Importing weblog entries to SQL: anything to beware of?
Posted: 16 April 2008 06:12 AM   [ Ignore ]  
Summer Student
Total Posts:  5
Joined  10-05-2007

Hi,
I have a site with multiple entries in one weblog (actually a list of churches). I want to add in a whole load more by importing into the database directly (table exp_weblog_data). Before I go delving around, I was just wondering if anyone had experience of mass uploads like this and is there anything I should watch out for? Particularly thinking of any ID fields and the like. Are there other tables I should be careful to keep in line with?

thanks, Jim

Profile
 
 
Posted: 16 April 2008 07:47 AM   [ Ignore ]   [ # 1 ]  
Lab Technician
Avatar
RankRankRankRank
Total Posts:  2419
Joined  12-06-2002

I’d recommend investigating CSVGrab before attempting the SQL level work.  If CSVGrab doesn’t work for you let me know..I’ve done the SQL level stuff in the past and have some notes saved.

 Signature 

Sign up for Southern Fried ExpressionEngine - a 4-day EE class in San Antonio, TX starting on January 20th.
■ ■ ■ ■ ■
→ **DIRECTION**:
In the forum thread about importing weblog entries to SQL, what does the reply recommend investigating before attempting the SQL-level work?

→ **Collection entries**:
■ ■ ■ ■ ■
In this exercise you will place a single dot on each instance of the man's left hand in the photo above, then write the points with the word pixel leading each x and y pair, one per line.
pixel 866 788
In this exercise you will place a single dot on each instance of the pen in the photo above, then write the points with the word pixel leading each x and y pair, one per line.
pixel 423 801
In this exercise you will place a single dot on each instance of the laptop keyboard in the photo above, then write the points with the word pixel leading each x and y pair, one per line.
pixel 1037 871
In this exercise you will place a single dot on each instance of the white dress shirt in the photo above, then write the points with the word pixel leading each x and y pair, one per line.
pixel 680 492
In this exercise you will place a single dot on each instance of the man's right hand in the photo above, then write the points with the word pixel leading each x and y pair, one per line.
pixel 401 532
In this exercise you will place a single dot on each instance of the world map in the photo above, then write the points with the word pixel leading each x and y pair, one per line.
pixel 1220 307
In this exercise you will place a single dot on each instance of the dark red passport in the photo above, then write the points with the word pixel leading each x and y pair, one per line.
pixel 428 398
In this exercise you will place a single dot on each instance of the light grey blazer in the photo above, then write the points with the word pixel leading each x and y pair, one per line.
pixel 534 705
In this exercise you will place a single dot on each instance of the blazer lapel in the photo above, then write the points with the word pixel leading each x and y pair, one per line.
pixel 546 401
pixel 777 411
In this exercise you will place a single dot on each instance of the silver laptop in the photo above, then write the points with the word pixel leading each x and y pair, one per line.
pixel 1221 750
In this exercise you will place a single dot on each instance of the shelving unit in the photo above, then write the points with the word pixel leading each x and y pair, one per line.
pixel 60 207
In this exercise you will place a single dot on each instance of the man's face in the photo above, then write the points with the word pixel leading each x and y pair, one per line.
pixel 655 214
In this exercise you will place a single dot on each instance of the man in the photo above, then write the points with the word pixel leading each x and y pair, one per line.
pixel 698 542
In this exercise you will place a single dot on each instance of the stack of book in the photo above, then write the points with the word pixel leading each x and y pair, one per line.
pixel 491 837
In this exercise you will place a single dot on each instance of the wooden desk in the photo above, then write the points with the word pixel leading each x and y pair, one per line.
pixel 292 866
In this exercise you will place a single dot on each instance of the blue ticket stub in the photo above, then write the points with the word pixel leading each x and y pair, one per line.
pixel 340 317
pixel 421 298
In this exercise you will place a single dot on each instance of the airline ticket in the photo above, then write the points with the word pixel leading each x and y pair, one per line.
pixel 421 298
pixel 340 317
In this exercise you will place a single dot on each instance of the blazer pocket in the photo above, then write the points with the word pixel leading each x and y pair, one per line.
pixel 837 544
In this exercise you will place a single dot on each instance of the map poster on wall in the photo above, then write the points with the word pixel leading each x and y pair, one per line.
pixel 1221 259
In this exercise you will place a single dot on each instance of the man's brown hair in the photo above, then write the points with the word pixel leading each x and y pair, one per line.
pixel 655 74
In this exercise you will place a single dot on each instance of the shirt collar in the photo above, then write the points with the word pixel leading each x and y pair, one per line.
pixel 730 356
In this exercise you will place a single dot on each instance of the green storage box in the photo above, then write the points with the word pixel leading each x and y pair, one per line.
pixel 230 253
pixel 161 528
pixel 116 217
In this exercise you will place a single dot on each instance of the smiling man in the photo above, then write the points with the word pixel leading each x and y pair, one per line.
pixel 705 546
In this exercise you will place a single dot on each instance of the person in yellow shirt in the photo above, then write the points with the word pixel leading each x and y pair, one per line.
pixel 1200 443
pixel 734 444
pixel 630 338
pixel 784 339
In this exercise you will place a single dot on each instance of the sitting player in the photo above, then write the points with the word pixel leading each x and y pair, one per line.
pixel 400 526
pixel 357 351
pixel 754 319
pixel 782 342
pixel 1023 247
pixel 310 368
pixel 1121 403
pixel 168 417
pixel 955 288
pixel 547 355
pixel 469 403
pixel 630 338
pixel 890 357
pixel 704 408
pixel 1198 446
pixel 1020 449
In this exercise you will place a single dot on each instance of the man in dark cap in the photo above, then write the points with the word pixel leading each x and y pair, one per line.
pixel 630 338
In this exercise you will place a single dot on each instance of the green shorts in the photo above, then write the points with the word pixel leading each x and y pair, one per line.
■ ■ ■ ■ ■
→ **FINISHED ANSWER**:
CSVGrab.